● Stated exercise: Report every line of the records below that contains the word "Find", copying each such line in full. Count a match only when the case is the same.

● Material provided:
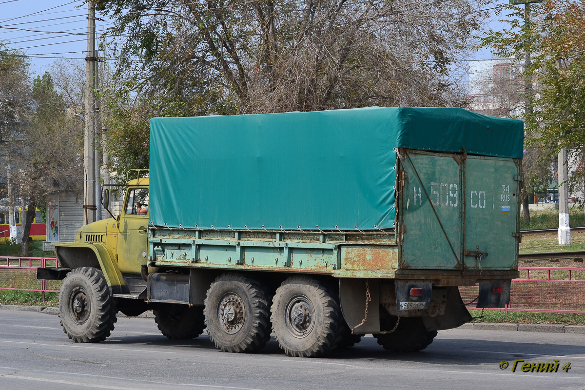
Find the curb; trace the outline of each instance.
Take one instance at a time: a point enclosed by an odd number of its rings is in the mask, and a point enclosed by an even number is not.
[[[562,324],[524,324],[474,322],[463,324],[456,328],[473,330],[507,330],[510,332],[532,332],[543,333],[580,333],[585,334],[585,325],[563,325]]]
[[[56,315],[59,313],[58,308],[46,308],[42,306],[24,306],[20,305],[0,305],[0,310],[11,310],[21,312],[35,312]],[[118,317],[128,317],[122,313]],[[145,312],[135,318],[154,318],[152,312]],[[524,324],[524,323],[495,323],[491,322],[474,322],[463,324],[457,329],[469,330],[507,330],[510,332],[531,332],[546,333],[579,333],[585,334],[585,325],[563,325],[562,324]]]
...
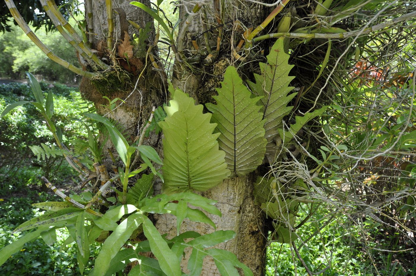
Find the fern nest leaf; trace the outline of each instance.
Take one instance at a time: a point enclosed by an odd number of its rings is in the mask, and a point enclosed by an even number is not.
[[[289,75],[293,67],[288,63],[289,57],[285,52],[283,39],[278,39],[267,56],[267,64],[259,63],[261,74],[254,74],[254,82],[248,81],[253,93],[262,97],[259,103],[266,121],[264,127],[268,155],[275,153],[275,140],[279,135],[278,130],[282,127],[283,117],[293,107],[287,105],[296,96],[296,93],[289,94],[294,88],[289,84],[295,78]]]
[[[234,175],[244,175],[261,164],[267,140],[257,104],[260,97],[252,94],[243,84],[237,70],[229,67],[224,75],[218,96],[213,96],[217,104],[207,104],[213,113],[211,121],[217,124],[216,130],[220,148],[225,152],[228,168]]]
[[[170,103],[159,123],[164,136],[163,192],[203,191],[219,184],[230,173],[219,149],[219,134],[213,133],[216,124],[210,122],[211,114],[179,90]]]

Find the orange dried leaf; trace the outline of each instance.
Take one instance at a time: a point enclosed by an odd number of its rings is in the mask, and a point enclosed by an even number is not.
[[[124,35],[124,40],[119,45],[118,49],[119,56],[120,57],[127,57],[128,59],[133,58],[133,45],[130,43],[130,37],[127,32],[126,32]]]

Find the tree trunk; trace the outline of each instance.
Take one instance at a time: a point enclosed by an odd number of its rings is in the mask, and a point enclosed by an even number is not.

● Exercise solution:
Find the curb; trace the outline of each instance.
Find the fern nest leaf; trace the outline of each instance.
Find the orange dried leaf; trace the outline of each instance.
Find the tree trunk; trace the outline of each instance.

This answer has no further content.